§ YOUR OBJECTIVE: Produce a word-for-word copy of the data that follows, excluding images.

§ DATA UNDER STUDY:
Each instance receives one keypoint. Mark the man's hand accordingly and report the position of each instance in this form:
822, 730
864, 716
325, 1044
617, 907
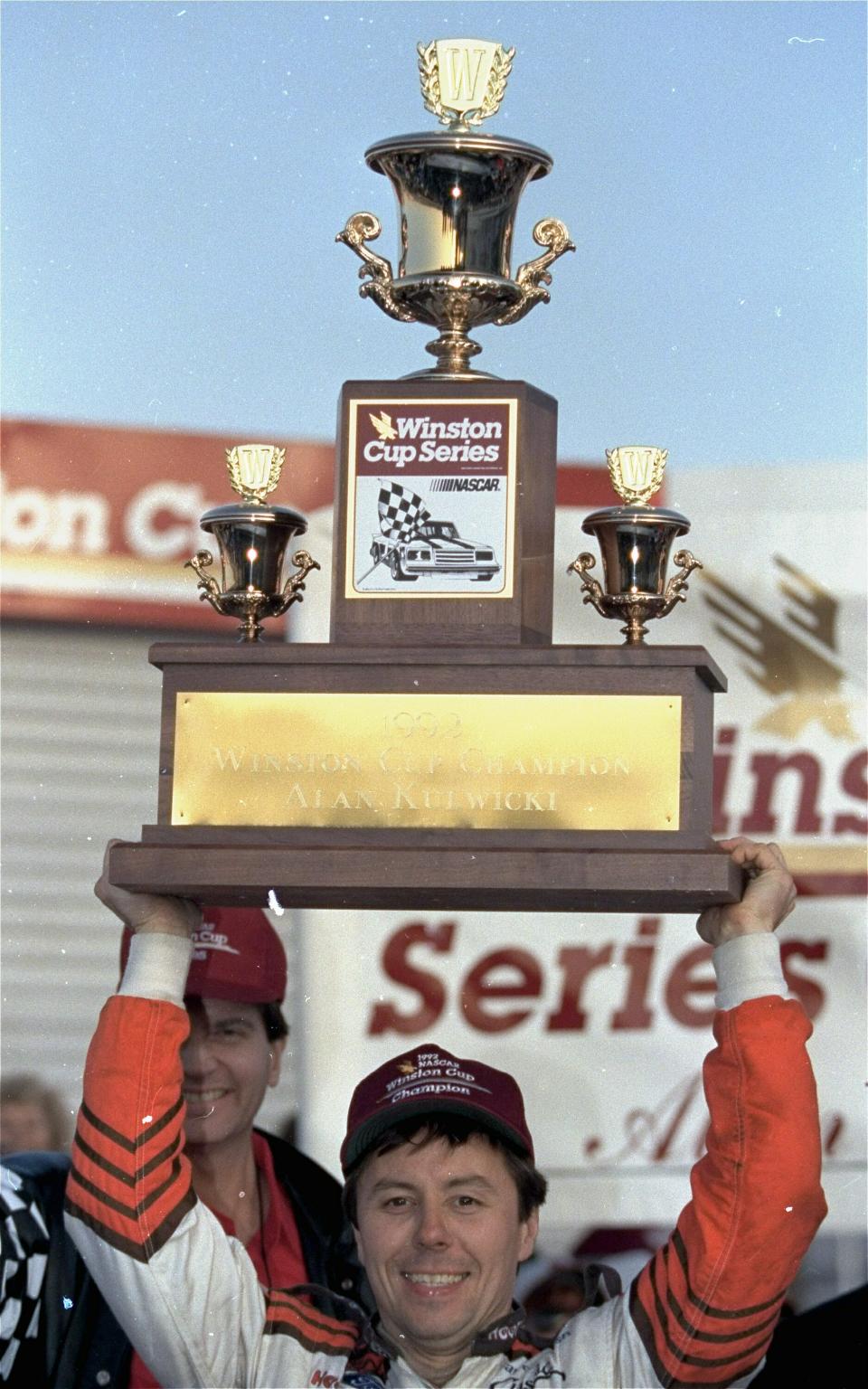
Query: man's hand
143, 912
769, 894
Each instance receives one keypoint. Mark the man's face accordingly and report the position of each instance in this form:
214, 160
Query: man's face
24, 1127
440, 1236
228, 1064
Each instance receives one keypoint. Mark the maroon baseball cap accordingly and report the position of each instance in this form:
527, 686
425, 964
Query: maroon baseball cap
428, 1082
236, 955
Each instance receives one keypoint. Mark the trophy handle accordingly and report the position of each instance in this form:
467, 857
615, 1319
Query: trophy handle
590, 588
295, 583
533, 275
207, 583
377, 269
675, 591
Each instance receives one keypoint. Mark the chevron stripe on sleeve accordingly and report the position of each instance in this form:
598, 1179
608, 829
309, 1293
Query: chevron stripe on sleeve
707, 1303
129, 1179
292, 1316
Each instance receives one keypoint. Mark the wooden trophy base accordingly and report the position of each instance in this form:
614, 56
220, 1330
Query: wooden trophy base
523, 780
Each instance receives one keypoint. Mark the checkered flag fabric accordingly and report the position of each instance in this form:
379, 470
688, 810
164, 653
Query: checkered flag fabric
401, 512
24, 1243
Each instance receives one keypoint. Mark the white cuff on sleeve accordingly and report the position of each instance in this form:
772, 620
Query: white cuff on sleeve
157, 967
749, 967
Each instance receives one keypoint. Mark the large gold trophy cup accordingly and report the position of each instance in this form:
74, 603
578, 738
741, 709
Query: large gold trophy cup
458, 194
440, 753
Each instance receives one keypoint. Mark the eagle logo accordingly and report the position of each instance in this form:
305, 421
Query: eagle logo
789, 657
383, 425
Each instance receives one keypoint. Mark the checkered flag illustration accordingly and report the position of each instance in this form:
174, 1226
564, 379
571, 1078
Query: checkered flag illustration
24, 1245
401, 512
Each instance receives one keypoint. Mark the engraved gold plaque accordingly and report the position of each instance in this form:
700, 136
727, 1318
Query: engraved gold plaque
419, 761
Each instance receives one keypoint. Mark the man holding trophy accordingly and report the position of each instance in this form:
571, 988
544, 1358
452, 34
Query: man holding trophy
453, 616
445, 1199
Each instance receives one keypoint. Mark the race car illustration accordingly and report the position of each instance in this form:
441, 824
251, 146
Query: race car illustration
434, 547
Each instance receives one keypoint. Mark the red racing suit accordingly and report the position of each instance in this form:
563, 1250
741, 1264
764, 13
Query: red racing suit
700, 1313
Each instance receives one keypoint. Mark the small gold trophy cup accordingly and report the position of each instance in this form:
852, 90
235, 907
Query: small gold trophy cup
458, 194
635, 543
253, 539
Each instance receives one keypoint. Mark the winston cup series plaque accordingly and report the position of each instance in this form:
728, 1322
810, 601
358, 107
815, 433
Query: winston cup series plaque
439, 751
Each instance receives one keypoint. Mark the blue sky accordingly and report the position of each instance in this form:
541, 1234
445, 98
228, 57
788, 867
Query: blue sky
175, 173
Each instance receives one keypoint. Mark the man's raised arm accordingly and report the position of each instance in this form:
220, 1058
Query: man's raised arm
185, 1293
706, 1306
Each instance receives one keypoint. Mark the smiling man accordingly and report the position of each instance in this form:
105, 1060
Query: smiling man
279, 1205
443, 1195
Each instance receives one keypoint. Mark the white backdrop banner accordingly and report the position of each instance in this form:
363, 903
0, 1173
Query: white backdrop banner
604, 1020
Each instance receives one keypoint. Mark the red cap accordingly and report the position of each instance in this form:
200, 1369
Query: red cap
427, 1082
236, 955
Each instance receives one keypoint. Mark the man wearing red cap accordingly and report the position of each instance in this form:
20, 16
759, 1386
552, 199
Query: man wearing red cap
445, 1196
282, 1207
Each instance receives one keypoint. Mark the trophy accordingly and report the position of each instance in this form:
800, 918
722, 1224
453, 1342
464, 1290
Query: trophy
458, 194
253, 539
635, 543
439, 751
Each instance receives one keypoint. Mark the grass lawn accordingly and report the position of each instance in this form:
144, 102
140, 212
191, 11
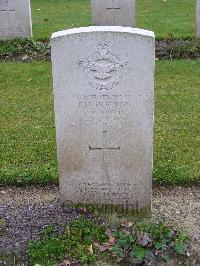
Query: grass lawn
28, 150
167, 18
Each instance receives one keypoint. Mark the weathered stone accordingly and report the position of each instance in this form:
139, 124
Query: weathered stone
103, 91
113, 12
15, 19
198, 18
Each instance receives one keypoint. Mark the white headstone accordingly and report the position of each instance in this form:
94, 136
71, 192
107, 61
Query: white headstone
104, 108
113, 12
15, 19
198, 18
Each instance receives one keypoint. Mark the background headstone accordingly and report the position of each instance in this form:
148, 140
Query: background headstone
103, 91
15, 19
113, 12
198, 18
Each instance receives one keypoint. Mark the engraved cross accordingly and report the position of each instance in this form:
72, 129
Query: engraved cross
104, 149
114, 4
8, 11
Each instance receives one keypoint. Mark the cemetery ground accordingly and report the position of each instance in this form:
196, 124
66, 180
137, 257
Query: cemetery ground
28, 117
27, 111
179, 21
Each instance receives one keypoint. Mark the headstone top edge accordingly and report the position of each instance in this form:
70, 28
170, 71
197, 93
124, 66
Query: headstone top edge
119, 29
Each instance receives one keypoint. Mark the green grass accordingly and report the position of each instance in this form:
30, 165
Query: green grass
167, 18
87, 242
28, 150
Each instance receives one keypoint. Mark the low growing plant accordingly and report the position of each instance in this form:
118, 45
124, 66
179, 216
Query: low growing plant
85, 241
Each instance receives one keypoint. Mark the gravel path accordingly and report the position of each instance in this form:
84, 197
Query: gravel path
25, 211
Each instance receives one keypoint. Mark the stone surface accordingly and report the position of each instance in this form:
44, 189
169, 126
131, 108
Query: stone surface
198, 18
113, 12
103, 91
15, 19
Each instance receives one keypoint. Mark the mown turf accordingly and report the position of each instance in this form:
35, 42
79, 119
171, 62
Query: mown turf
168, 18
28, 150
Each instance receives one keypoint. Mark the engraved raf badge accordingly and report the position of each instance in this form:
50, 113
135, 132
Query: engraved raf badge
103, 70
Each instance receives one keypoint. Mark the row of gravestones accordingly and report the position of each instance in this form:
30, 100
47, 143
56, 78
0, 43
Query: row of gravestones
15, 16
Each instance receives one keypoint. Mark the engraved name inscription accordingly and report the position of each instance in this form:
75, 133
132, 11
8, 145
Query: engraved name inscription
106, 191
105, 110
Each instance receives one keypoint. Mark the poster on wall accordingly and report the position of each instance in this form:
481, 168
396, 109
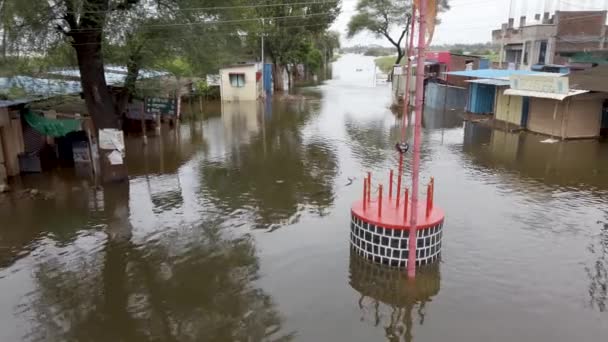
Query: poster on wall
111, 139
159, 105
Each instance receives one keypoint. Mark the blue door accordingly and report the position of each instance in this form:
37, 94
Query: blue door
524, 112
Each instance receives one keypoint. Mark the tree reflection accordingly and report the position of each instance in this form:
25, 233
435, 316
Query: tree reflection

§ RESPONSE AREA:
Each instance receives one keypoint. Mark the man's hand accordingly and report the position of each instance in this form:
822, 730
864, 716
325, 1044
617, 907
Query: man's hand
143, 912
769, 894
Each instance receives one keypoint. Mark the man's face accordingly and report the position of each instance in this form:
214, 160
Query: man's face
24, 1127
440, 1236
228, 1064
Each instance receives one keypoint. Mark the maroon baseball cap accordingly and report the position of each instance in this form:
527, 686
425, 964
Query: maroon baseball cap
428, 1082
236, 955
Each instance receives one keypoint. Mark the trophy handle accordingly and report the position of each instance in this form:
467, 857
615, 1319
Query: trophy handle
590, 588
295, 583
533, 275
207, 583
377, 269
675, 591
Each instance receives one keypoint. Mark the chevron stripe on sleeve accordingly and report the position of each instance in this form:
598, 1179
608, 829
309, 1293
Query: chevron stripe on sleeve
707, 1303
129, 1179
292, 1316
Each instance receives one keypoint. Mark the wooden trophy base accordingly and report the position of each instance in this form:
614, 56
220, 1330
Query: wooden trophy base
523, 780
Each instance receives one keypoint. Mark the checkered flag fabric accordingly and report the position of each instance in this form:
379, 470
688, 810
164, 653
Query: checkered flag fabric
401, 512
24, 1243
Each instance receives one keypoint. Mark the white cuff on sleeve accordingly and report the position of each instance in this form:
772, 620
Query: white cuff on sleeve
157, 967
749, 967
Each instance receives one keypoint. Mark the large gold trophy cup accordingly and report the position of each instance in this form:
74, 603
578, 738
741, 709
Query: large gold trophy cup
458, 194
440, 753
Each instance receives one keypoint. Mark the eagle logo accordingly and report the position of each instance in this form:
305, 421
Query: eagle logo
789, 657
383, 425
Each instance receives one keypoint. Mark the checkered flag illustration accordingly and report the position of each instance in this form:
174, 1226
564, 379
571, 1078
Query: checkered flag illustration
24, 1245
401, 512
Each instance receives one keypoint. Mark the engraved gold plaque accordingly and report the position of each instance in this form:
700, 136
727, 1318
Query: engraved gold plaque
419, 761
Each instance receives one keypoint. Mark the man holding trophy accordingly and report the position of each instance in this form:
571, 988
544, 1358
452, 34
Query: man holding trophy
453, 616
445, 1199
Each instance receives one keypoint. Mark the race car illustration accordingly and report the position of each instance in this form:
441, 824
251, 146
Query: race car illustration
434, 547
Each instance receives one keypoint. Mark the red racing suit accordingly and report the position of each instance in this form:
563, 1250
741, 1264
764, 13
Query: red racing suit
700, 1313
Each instance receives one keypoint. Mark the small gold trophy cup accordingly and report the position of each instance in this form:
852, 90
235, 907
Query: small gold trophy cup
458, 194
635, 543
253, 539
Each instance receives one keypoint. Mark the winston cup series plaque accordingly and report the position of each instance in this form:
728, 1322
810, 601
358, 107
815, 433
Query: winston cup series plaque
439, 751
Each instance receives one keypoint. Mark the blue sky accordingly and report the position of each instance in this form:
541, 1234
445, 98
228, 57
788, 867
Query: blue sky
175, 173
Each instance receives one keypoint. Mark the man's raised arm accordingly and report the position of each instance in this form:
220, 1058
Query: man's raised arm
185, 1293
706, 1306
Each instance receives one keypoint. Mark the smiling man accordingly and report the position of each instance in this form:
105, 1060
Query: smiling man
279, 1205
443, 1195
Each instance receives one keypoint. Mark the white backdrop banner accordingly and report the position of each instance in this form:
363, 903
0, 1173
Query: white backdrop banner
604, 1020
Each instance receives one keypoint. Mark the red cap accordingly and report the position of each instance in this form:
200, 1369
Query: red cap
427, 1082
236, 955
Each instance receives one keypoint. Mark the man wearing red cap accordingly and report the position of each instance in this form:
20, 16
759, 1386
552, 199
Query: man wearing red cap
445, 1196
282, 1207
Each instance receives one keypoint. Mark the trophy accordingly and report the position of each instance in this form:
800, 918
722, 1224
453, 1342
464, 1290
Query: trophy
458, 194
253, 539
635, 543
439, 751
Each instance receives one keypoint. Mark the grass lawn accordingly and report the position of each instance in this form:
144, 102
140, 212
191, 11
Query: grass lawn
28, 150
167, 18
Each instance receives one keypoint. Mark the weathered stone accordingly and report the position of each instance in this form:
139, 124
Query: weathered stone
103, 91
113, 12
15, 19
198, 18
Each instance receives one keypoint. Mark the white headstone accordingly and report the position of each instance in this form:
94, 136
71, 192
107, 61
Query: white headstone
104, 108
113, 12
15, 19
198, 18
Each instance receives one keypoint. Mark the background headstone accordingly and report the position of each instance in this form:
148, 140
Query: background headstone
103, 91
15, 19
113, 12
198, 18
Each instance receives one keypoint. Mark the engraved cross accordingly and report the position of each instance in this form:
72, 129
Query: engraved cross
104, 149
114, 4
8, 11
Each instance receives one keypoint. Mark the cemetery ground accordingly and report the position of each instance in this form:
196, 124
66, 180
137, 257
Query: cemetery ground
28, 117
27, 111
179, 21
Each instance receives one keypoint. Mark the headstone top edge accordingly and report the position of each instance in this form:
70, 28
170, 71
197, 93
124, 66
Query: headstone top edge
119, 29
Each instance receives one keypoint. Mark the green grass accordingly and report the position of each instance in this form:
30, 165
Query: green grass
167, 18
87, 242
28, 150
Each instance receives one keypoint. Mark the low growing plant accordingly and report the position of each instance in this form:
118, 45
124, 66
179, 216
Query: low growing plant
85, 241
Each instance receives one keypoint. Mark the gravel path accordingly and report the position of each instance in this form:
84, 197
Query: gravel path
25, 211
Each instance receives one keypoint. Mark the stone surface accordingly and report the position of each instance in this form:
44, 189
169, 126
131, 108
Query: stone surface
198, 18
113, 12
103, 91
15, 19
Each instance receives one keypoint. Mark the mown turf accordingly and report the position of each instance in this form:
35, 42
79, 119
171, 62
Query: mown turf
168, 18
28, 150
Each instance receives one keypoint. Mark the engraved raf badge accordingly and report the position of each instance in this form:
50, 113
135, 132
Query: engraved raf badge
103, 70
Each instance receives one keypoint. Mark the row of gravestones accordingly and report the position of each instance in this form:
30, 100
47, 143
56, 78
0, 43
Query: row of gravestones
15, 16
Each instance receives one keypoint. Mark the engraved name inscription accordingly and report the position of each instance in this form:
75, 133
132, 11
8, 145
Query: engraved name inscription
106, 191
105, 110
Each instance receives one keypoint. Mark the poster on wall accordingly and report the position of each instance in this form:
481, 168
396, 109
Query: poster on wall
111, 139
159, 105
Each instance receives one keypoint. Mark the blue door accordingly and report the position of each instance in this form:
37, 94
Query: blue door
524, 112
Each instance receives one keypoint. Mark the tree reflection accordingly and report the position of each instance in this form:
25, 233
435, 316
Query: tree reflection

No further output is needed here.